§ What you have to do: Give only the lines from the one containing "Target: shallow water" through the end of the material below, exactly as written.

§ Record set:
□ □ □

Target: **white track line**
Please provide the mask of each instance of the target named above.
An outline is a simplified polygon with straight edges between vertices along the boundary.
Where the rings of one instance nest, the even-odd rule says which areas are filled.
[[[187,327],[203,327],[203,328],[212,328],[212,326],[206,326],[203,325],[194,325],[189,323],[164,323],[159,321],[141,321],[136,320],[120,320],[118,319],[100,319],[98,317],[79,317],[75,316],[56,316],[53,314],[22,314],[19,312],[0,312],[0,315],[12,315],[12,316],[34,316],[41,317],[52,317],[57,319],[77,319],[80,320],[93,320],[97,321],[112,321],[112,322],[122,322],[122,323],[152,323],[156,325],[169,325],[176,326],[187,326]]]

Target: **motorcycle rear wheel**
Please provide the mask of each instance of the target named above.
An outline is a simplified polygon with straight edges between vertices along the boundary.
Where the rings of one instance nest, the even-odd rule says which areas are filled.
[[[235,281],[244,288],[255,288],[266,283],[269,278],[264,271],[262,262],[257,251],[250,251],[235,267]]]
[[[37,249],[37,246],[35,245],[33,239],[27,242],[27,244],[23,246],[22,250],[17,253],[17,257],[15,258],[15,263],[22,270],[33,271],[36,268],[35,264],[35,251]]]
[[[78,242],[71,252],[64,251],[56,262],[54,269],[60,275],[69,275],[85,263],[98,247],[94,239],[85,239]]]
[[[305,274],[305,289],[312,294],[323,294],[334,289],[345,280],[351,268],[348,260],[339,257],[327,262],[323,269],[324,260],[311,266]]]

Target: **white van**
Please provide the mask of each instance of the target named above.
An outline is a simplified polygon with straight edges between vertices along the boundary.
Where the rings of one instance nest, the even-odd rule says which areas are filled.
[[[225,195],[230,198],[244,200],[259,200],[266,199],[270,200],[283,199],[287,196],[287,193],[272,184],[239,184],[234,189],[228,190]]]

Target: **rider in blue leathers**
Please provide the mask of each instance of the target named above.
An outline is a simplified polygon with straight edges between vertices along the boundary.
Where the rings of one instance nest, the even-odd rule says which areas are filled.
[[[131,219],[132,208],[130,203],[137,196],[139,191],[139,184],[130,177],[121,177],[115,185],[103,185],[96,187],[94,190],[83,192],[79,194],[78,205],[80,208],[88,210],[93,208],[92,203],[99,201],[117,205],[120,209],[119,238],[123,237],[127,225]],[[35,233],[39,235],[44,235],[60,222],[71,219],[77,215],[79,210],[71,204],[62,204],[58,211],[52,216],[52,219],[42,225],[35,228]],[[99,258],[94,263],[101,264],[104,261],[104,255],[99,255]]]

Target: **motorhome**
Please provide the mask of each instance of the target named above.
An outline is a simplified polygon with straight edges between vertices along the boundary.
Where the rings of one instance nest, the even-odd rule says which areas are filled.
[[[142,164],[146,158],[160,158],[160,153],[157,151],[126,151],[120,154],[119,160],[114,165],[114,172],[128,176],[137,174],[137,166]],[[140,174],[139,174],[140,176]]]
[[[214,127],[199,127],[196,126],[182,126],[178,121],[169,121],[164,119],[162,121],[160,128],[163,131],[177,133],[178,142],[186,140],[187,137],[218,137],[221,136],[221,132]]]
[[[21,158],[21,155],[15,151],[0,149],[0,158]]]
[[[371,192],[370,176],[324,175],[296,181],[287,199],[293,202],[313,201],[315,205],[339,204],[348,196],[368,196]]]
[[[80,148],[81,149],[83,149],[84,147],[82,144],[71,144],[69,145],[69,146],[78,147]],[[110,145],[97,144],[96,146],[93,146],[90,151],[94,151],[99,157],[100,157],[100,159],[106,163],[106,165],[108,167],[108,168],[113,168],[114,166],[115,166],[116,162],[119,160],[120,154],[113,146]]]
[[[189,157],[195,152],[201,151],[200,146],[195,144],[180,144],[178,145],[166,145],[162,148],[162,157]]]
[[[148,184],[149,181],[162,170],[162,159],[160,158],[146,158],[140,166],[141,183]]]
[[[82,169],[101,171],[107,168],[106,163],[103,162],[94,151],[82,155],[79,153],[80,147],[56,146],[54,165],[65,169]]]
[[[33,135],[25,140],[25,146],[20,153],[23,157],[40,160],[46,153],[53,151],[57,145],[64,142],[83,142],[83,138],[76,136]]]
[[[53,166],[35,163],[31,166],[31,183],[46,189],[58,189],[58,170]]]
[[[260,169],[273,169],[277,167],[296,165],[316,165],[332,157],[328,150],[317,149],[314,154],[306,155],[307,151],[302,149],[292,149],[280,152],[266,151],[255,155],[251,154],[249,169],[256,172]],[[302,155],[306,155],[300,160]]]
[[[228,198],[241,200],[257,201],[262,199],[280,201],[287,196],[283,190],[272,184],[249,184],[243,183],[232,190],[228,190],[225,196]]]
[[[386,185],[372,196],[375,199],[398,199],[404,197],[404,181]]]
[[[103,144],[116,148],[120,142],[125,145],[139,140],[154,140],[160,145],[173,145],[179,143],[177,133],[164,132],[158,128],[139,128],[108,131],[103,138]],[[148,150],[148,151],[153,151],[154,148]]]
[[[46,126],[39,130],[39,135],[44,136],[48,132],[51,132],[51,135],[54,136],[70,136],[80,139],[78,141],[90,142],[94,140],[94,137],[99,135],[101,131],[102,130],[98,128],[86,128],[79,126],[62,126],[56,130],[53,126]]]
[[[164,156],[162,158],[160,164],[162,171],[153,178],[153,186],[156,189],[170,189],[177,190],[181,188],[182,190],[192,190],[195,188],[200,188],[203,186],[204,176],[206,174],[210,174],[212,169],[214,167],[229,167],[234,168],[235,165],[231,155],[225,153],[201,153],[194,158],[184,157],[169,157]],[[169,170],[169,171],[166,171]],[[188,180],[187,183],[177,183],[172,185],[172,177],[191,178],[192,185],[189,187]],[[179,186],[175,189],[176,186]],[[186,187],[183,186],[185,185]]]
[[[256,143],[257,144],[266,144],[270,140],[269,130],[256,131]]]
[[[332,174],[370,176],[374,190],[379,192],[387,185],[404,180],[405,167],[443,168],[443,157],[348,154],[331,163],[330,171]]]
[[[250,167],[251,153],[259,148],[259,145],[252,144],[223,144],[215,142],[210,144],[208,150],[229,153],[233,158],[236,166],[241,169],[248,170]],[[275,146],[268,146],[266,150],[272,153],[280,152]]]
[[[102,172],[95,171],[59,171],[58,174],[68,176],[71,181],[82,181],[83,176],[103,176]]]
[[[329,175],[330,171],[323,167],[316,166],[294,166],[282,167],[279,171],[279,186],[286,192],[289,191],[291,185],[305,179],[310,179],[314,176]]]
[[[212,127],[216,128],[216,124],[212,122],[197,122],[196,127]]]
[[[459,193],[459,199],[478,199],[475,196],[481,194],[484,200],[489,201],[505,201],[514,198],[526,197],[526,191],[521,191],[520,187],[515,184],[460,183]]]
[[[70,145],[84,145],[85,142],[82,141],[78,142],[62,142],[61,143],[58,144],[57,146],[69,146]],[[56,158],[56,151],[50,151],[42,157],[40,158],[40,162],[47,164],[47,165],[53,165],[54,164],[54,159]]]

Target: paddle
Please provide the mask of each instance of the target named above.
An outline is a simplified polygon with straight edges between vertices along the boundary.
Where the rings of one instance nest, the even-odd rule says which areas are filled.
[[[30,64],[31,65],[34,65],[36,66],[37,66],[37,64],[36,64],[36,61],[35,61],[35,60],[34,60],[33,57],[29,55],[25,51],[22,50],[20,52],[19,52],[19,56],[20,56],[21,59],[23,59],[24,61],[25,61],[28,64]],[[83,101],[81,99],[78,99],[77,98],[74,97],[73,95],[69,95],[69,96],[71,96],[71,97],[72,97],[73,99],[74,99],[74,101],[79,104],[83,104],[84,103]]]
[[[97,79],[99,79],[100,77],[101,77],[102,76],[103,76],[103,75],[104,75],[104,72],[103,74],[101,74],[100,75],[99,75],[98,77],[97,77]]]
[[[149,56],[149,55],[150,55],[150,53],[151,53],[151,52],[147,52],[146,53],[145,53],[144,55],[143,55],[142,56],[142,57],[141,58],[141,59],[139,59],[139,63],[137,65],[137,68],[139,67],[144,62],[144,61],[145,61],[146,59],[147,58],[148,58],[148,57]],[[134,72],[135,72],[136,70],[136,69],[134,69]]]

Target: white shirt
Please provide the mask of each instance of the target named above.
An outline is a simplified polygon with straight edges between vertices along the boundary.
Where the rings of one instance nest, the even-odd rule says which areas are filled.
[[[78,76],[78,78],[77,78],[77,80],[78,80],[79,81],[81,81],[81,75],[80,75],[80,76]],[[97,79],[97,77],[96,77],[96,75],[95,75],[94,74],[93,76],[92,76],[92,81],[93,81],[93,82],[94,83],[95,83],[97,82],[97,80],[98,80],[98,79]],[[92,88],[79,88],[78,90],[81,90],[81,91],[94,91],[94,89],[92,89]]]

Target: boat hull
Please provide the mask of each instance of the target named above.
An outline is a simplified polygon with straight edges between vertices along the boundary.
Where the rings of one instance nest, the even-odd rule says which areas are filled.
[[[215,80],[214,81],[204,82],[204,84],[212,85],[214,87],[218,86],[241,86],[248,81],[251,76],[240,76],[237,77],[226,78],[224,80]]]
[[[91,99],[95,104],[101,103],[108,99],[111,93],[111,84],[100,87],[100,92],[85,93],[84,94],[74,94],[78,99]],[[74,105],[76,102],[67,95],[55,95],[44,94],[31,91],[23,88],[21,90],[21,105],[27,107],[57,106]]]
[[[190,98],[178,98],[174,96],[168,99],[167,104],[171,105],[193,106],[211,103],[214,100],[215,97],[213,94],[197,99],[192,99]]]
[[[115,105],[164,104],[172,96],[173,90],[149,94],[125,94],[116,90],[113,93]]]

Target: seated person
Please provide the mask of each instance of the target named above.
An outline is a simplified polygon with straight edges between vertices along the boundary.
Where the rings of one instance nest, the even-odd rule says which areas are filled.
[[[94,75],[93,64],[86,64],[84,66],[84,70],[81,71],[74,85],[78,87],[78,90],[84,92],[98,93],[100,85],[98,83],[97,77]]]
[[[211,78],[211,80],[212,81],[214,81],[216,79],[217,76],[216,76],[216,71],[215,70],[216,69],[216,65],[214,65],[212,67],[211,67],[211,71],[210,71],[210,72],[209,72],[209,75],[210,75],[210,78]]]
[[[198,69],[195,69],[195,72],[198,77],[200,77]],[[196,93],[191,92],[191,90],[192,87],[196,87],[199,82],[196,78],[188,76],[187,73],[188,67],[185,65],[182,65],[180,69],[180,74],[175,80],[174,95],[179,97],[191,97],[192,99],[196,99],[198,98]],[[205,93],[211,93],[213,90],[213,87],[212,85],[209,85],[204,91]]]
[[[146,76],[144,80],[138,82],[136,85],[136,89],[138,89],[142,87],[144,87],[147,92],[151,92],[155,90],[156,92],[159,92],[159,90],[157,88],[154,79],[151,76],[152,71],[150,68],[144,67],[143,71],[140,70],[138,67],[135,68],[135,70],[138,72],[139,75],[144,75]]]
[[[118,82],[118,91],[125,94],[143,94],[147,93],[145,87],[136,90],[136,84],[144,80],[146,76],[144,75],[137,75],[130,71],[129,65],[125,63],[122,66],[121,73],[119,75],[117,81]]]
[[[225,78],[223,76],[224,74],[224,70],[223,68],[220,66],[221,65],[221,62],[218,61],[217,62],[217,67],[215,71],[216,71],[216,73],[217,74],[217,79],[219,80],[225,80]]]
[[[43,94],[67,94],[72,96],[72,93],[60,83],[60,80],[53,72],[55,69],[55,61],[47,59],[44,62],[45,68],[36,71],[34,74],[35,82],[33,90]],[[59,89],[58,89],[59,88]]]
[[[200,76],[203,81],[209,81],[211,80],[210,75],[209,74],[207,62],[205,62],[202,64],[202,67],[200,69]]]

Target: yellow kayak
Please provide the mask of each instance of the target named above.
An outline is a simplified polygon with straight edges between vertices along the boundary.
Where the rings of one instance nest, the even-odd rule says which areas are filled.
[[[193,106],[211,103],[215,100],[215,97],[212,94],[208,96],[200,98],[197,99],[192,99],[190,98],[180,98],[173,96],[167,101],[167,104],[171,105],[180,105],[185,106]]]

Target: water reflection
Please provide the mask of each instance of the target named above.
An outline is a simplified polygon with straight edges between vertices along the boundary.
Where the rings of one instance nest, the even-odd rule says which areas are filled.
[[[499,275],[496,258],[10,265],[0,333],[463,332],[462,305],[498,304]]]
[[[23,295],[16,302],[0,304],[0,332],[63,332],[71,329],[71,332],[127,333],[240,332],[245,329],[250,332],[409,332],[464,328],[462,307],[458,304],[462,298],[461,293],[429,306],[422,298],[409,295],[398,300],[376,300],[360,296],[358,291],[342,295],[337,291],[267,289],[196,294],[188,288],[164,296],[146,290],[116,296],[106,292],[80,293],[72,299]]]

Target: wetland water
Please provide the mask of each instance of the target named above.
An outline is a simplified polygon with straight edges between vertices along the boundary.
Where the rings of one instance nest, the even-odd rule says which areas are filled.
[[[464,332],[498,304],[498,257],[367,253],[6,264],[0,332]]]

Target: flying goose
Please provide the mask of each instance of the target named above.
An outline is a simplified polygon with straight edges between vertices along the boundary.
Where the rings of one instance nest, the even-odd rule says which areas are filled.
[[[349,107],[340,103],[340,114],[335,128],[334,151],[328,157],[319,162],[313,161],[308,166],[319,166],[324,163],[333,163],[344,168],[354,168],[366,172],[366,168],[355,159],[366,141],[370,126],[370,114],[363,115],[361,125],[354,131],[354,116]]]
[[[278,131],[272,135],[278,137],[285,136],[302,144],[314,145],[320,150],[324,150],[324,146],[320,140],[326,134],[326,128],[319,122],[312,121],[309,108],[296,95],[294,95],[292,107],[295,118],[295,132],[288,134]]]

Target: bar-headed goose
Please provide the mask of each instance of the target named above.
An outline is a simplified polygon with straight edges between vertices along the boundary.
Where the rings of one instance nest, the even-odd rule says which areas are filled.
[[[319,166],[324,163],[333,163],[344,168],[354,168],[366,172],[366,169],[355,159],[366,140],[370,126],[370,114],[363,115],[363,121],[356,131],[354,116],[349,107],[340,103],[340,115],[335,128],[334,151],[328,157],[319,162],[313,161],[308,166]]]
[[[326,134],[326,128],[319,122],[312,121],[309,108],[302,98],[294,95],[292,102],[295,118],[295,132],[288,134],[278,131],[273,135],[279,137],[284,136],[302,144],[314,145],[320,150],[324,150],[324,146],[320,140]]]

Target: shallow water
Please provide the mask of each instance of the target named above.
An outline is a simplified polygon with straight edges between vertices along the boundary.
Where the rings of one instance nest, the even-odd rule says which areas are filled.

□ □ □

§ The answer:
Target: shallow water
Please provide the mask of each instance of the target named above.
An outline is a simplified polygon with straight edges between vertices along the boundary.
Where the rings of one instance nest, the even-odd rule says which areas are filled.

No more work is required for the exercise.